- **What you have to do**
Under this line are the records; write out word for word the part that begins at the line containing "Expected behaviour: for each instance of the patterned" and ends at the line containing "Expected behaviour: for each instance of the bookshelf", and no more.

(Source data)

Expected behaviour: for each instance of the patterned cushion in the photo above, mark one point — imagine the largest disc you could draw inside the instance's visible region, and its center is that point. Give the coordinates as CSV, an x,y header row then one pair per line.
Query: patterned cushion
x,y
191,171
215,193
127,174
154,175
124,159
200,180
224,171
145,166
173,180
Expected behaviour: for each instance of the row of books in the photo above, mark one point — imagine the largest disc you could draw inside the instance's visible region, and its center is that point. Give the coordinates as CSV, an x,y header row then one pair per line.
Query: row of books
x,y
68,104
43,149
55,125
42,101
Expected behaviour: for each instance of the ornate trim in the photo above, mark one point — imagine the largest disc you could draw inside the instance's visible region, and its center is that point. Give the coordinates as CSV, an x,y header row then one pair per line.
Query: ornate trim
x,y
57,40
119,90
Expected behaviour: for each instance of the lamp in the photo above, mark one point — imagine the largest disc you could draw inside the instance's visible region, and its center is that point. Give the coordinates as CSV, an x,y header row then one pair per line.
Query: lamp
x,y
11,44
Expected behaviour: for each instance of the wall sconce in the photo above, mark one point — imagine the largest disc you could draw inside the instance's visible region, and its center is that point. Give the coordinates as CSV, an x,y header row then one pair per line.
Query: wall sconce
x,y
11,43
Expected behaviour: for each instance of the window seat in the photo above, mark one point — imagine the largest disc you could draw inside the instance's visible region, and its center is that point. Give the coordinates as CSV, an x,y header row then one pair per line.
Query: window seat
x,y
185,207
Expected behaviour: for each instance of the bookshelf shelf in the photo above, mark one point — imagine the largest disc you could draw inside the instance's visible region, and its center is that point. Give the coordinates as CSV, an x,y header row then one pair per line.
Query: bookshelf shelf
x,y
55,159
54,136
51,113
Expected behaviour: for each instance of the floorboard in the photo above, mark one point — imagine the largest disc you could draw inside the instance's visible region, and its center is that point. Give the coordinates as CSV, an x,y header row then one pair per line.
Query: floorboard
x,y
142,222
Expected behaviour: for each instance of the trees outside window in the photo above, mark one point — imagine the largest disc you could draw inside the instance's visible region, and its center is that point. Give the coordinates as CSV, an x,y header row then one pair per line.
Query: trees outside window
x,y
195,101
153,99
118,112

(End Source data)
(Source data)

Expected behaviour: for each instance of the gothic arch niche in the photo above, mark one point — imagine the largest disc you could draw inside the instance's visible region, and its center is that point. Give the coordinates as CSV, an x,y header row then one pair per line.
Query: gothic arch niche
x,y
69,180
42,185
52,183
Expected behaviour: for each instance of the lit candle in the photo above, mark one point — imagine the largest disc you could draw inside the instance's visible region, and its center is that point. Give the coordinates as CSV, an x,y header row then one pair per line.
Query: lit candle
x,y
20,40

(End Source data)

- **Output for this exercise**
Expected behaviour: for each instance of the patterned cushion in the photo above, mark one point — imagine the largest disc you could draw inside the instance's visible region, and its center is that point. Give the coordinates as CSV, an x,y header row then one pair per line.
Query: patterned cushion
x,y
191,171
215,193
127,174
154,175
124,159
200,180
224,171
145,166
173,180
Expected behaviour: for each instance of the row of books in the photo above, mark one point — imagine the largest disc you could draw inside the instance's visible region, and its center is that point. Give the coordinates as CSV, an x,y header row then one pair per line.
Query: row of books
x,y
68,104
43,149
55,125
42,101
Expected behaviour: for each instance of the ornate trim in the photo above, mark one point — imagine the largest disc you could draw inside the instance's visible region, and its center is that point. Give the coordinates as CSV, an x,y header row then one pair per line.
Query: ornate trim
x,y
57,40
119,90
Expected behaviour: for each instance of the lamp in the photo above, mark one point — imagine the largest disc you could draw inside the instance's visible region, and its center is that point. Give the coordinates as CSV, an x,y header row then one pair per line.
Query: lamp
x,y
11,44
Expected behaviour: for each instance of the wall sconce in the photo above, mark one point — imagine the largest disc you could draw inside the instance's visible region, and its center is that point. Give the coordinates as CSV, an x,y header row then one pair per line.
Query: wall sconce
x,y
11,43
Expected behaviour: for each instance of the window seat in the photo above, mark one point — imagine the largest disc you could draw inside the instance's visible region, and its center is that point. Give the coordinates as CSV, an x,y header row then one pair per line.
Query: window seat
x,y
185,207
Expected behaviour: for each instance of the bookshelf shelf in the photo above, mark one point — imagine the largest disc you could draw inside the instance's visible region, and its center is that point. Give the coordinates as CSV, an x,y header row then one pair per line.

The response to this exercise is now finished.